Directions:
Proceed with the road-trip games article from its final sentence onward.

Source passage:
You all know the standard road games like the alphabet game, auto bingo, and license plate hunt, which work, but not always for all age categories. I still recommend them because they require little expense (auto bingo cards run $1 to $2 each) or no expense at all. The problem comes when you enter the truly “open road” sections of a trip where signs, animals, plants and structures are at a minimum. Hunting for the letter Q in no man’s land usually leads to giving up at worst and restlessness at best. Plus those games don’t work on an airplane. You should keep them in the road trip repertoire but consider adding a few upgrades. For example, University Games offers a twist on travel bingo for $7 called Travel Scavenger Hunt, which consists of a pack of cards. Individuals or teams work to discover all the items on the card. The game works on the road or even in an airport because there are special “hear it,” “feel it,” and “smell it” categories. The game is rated for ages 7 and above, so it should work for the entire family. We teamed up older with younger players and even had 3-year-olds shouting out discoveries.

Loaded Questions on the Go by All Things Equal sells for $12. This is a great game for the road, the hotel room and on the plane. Again, it’s a pack of cards with four small pencils where one person chooses a question off the card (“What’s your best ability?”) and everyone else writes their answer on a sheet. Someone reads the answers and the person who chose the question has to guess who gave each answer. You can keep score, but we never did. It was more fun to see what answers came up, who was attributed to that answer, and why. Answers and reactions usually result in some good laughs. The driver can participate but needs “shotgun” to fill out the answer.

My favorite road trip go-to is Mad Libs. Each pad is around $4 and has dozens of games. Besides teaching some basic English grammar, the fill-in games provide some major laughs. You can rotate who controls the pad and fills in the answers. We reserved nouns and verbs for the youngest kids as those are easier to think of.

There are also several options for quiet singular play. The newest option is adult coloring books. These provide far more complex drawings to color in than regular coloring books. You can keep several levels on hand plus a box or two of colored pencils to keep everyone entertained. I shy away from crayons because they tend to melt in the heat of a car parked long hours in a tournament lot. Crayola sells a box of 50 sharpened colored pencils for $13.50. A small pencil sharpener will set you back less than $2. Some great options for kids are Harry Potter coloring books by Hot Topics for $16.50 and Creative Haven Country Scenes for $4. Dover Press makes smaller coloring books for kids that are the size of a small paperback and sell for $2. Pepin Press has books of tile cards that are 5x6 inches, printed on thick cardboard, and come in a variety of tile designs (Barcelona, Art Noveau, Dutch), which sell for $13.

If coloring isn’t their thing, there’s a fun puzzle by Smethport called Magnetic Doodle Balls for $5. It’s a covered grid board around which kids move and drop iron balls using a magnetic wand. They can make any number of designs and pictures. The board is the size of a regular magazine, but be sure to keep track of the wand which has a storage spot on the board.

University Games created Spot the Difference Travel Game where cards come in a tin. The cards have two pictures and players need to find the differences between the two. Kids can play alone or you can time players to see how many differences they find in 60 seconds. Every smartphone has a stop watch, which is what we used rather than dealing with egg timers.

On the route or once you reach your destination, there are three terrific options that help kids learn something about where they are visiting. National Geographic Kids has the Ultimate U.S. Road Trip Atlas for $6. The book provides interesting facts about the areas through which you travel, unusual roadside attractions, historical markers, and viewpoints along with maps and some games.

Data:
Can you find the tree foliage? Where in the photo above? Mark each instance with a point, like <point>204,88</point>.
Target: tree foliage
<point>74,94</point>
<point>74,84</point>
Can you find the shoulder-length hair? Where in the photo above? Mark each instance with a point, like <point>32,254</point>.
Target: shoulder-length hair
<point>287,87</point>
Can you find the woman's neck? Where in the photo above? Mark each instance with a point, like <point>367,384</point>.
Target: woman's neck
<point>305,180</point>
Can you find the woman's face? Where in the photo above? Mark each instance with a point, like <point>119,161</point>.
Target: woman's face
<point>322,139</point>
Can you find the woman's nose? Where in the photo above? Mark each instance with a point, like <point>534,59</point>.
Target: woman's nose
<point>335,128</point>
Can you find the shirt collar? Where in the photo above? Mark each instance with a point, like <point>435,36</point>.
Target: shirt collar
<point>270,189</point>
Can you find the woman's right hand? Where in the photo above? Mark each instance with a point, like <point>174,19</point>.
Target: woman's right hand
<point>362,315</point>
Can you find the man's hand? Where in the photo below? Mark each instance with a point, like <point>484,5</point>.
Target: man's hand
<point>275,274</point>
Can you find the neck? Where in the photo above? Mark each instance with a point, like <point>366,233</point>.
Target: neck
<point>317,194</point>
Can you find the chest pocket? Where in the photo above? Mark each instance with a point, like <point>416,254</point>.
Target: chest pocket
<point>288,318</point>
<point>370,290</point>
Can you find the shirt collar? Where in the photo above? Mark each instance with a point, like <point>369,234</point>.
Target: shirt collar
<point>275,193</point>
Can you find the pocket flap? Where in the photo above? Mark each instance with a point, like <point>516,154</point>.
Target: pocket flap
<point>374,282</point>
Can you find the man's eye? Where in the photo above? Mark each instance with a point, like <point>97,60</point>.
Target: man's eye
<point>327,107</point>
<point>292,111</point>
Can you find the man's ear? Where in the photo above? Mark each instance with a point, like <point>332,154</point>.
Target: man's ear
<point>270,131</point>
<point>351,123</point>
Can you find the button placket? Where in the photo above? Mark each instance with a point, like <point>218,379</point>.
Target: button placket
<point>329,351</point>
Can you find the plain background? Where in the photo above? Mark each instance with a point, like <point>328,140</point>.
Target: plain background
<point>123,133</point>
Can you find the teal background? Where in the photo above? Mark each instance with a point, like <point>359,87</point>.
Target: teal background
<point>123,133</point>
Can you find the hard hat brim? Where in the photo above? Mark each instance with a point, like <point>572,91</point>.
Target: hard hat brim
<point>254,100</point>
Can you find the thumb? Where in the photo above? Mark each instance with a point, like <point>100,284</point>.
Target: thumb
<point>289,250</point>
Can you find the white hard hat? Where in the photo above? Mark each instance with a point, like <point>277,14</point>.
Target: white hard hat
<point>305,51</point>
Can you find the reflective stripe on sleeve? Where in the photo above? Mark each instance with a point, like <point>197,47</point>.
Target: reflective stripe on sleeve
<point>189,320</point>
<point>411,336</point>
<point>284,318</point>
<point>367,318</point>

Output:
If you have AAA membership, there’s still that wonderful Triptik that they created with paper inserts and now create online. There’s a AAA mobile app that allows you to place your Triptik on a smartphone or a tablet. Each Triptik highlights restaurants, charging stations for electric cars, gas stations, various attractions and historical sites, and side trips along your route. Kids can follow along, pick a place to eat lunch, find a spot to take a break, and figure out how much longer the trip will take.

Once you get to your destination, Idea Box Kids has a wonderful tool for making everyone’s trip fun. Called the Adventure Box, it contains dozen of Family Fun Day coins that kids can choose from the box. Each coin details an adventure to find in your new town such as A Cupcake or Donut Shop or A Zoo. It sells for $18. They also offer an Airplane Box for kids with coins that suggest things like How Long Can You Balance a Snack on Your Nose and Go on a Little Walk, which sells for $9.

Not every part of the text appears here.